Report how many lines in the records below contain the word "rear", giving only the number.

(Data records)

--- BEGIN ---

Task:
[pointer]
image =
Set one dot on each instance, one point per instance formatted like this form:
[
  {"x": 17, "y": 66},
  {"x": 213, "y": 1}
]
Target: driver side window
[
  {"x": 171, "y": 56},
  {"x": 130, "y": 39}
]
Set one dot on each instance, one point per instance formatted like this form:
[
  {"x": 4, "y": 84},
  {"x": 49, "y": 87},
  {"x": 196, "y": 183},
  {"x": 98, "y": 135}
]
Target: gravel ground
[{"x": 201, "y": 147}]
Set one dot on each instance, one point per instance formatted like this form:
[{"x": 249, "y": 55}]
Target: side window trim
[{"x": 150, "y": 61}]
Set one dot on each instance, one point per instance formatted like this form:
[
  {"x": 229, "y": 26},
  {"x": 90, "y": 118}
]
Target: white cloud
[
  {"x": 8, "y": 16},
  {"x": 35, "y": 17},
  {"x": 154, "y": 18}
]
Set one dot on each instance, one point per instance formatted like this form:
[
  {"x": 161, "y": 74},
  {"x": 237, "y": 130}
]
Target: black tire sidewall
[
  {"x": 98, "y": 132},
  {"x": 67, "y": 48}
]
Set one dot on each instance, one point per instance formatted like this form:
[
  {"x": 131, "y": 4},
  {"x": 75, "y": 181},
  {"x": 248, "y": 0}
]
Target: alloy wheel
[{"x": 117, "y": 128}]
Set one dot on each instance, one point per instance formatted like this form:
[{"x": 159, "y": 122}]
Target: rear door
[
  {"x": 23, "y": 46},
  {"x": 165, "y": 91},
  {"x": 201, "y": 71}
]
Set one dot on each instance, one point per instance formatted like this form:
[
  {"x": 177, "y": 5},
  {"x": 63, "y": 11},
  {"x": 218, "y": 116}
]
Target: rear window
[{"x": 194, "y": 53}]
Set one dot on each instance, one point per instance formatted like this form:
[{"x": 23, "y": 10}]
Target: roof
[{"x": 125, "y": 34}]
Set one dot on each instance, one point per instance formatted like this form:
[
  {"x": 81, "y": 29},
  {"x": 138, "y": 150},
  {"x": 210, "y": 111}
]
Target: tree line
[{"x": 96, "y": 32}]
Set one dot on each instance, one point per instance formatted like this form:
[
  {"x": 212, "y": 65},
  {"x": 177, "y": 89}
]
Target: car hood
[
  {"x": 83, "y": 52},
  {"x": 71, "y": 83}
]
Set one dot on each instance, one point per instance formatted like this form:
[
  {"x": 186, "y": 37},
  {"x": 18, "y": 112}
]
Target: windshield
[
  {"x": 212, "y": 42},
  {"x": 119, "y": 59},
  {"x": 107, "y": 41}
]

--- END ---

**Answer**
2